Kutipan Teks
------------

Rethinking Criminal Law : Tiga Teori Penghapusan Pidana Oleh George P. Fletcher

Tiga teori terkait alasan penghapusan pidana yang dikemukakan oleh George P. Fletcher, seorang profesor hukum di Universitas Columbia

Foto : George P. Fletcher

George P. Fletcher adalah seorang profesor hukum di Universitas Columbia dan dikenal sebagai salah satu pemikir terkemuka dalam bidang hukum pidana. Salah satu karyanya yang terkenal adalah buku berjudul "Rethinking Criminal Law" yang pertama kali diterbitkan pada tahun 1978.

Dalam buku tersebut, Fletcher mengajukan beberapa gagasan baru mengenai hukum pidana, termasuk tiga teori terkait alasan penghapusan pidana. Ketiga teori tersebut adalah:

a. Theory of pointless punishment

Adalah teori yang memandang bahwa pemberian pidana harus memiliki tujuan yang jelas dan tidak boleh menjadi sebuah hukuman yang tidak bermakna. Teori ini didasarkan pada teori manfaat dari hukuman, yang mengemukakan bahwa hukuman haruslah bermanfaat. Menurut teori ini, tidak ada gunanya menjatuhkan pidana pada orang yang gila atau orang yang menderita sakit jiwa.

Teori ini berasal dari ajaran Jeremy Bentham yang menyatakan bahwa pemidanaan haruslah bermanfaat. Ada tiga manfaat yang harus dipertimbangkan dalam pemberian pidana, yaitu meningkatkan perbaikan diri pada pelaku, menghilangkan kemampuan untuk melakukan kejahatan, dan memberikan ganti rugi kepada pihak yang dirugikan. Bentham juga menyatakan bahwa pidana sama sekali tidak memiliki nilai pembenaran apapun jika semata-mata dijatuhkan untuk menambah lebih banyak penderitaan atau kerugian pada masyarakat.

------------

(Butir dataset yang tersimpan)

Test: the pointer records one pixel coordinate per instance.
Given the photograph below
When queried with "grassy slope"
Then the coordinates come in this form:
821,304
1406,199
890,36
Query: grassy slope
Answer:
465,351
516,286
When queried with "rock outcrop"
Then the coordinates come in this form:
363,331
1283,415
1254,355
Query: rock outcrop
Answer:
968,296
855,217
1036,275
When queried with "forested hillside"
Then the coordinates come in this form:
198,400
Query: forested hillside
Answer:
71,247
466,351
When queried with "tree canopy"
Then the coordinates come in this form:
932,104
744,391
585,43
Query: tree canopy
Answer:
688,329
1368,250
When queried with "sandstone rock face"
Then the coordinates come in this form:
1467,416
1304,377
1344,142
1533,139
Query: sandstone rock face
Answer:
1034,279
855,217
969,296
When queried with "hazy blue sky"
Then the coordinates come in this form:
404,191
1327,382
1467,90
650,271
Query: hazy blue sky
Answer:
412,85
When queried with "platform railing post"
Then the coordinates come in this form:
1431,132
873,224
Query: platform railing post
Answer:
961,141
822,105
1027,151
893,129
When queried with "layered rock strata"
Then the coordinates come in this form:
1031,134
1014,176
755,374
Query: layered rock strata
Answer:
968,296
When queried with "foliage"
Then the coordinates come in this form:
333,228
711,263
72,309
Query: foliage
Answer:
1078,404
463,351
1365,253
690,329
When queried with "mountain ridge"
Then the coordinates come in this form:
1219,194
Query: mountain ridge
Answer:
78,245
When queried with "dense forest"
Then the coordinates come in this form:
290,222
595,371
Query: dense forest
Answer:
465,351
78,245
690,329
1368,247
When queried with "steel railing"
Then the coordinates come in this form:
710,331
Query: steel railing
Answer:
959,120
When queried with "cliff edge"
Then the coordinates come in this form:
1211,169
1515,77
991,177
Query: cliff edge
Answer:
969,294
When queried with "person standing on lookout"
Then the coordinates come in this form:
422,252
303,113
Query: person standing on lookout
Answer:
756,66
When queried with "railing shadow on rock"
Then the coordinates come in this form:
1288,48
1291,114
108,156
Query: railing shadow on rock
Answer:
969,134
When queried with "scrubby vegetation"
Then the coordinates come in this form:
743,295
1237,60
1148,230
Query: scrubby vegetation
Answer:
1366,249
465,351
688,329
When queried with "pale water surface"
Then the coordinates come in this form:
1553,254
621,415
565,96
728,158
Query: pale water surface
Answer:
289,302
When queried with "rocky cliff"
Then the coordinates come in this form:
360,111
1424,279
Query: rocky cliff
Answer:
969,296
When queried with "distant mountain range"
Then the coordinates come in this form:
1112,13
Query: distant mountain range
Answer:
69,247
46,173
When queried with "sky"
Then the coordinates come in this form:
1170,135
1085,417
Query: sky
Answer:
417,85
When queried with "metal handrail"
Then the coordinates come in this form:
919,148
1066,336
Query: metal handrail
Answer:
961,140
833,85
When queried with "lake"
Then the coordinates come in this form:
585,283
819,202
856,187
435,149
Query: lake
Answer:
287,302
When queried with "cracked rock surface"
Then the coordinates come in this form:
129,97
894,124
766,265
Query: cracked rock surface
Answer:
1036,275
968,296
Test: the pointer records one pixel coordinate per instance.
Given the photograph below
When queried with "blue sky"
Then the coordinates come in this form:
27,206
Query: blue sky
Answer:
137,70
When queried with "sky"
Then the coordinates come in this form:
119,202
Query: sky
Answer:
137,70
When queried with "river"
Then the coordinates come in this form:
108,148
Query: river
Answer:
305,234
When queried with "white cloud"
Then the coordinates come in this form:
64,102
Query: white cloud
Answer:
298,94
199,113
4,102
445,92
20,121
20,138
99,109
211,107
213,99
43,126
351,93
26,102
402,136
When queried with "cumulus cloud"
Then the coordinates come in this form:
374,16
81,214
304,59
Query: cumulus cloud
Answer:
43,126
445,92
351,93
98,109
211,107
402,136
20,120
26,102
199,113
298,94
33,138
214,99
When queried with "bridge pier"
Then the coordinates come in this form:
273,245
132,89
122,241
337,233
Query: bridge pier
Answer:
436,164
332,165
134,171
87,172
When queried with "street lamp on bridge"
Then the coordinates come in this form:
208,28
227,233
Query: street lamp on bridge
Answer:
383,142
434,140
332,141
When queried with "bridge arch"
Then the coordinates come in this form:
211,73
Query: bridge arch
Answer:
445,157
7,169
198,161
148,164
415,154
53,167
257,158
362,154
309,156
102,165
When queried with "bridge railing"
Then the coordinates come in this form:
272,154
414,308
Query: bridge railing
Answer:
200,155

------------

Daftar Tugas
**A)** Sebutkan semua manfaat yang menurut teks tentang penghapusan pidana harus dipertimbangkan dalam pemberian pidana.
**B)** Saringlah catatan di atas dan salin setiap baris yang memuat kata "person".

Kunci Jawaban
**A)**
- Meningkatkan perbaikan diri pada pelaku
- Menghilangkan kemampuan untuk melakukan kejahatan
- Memberikan ganti rugi kepada pihak yang dirugikan

**B)**
When queried with "person standing on lookout"
Query: person standing on lookout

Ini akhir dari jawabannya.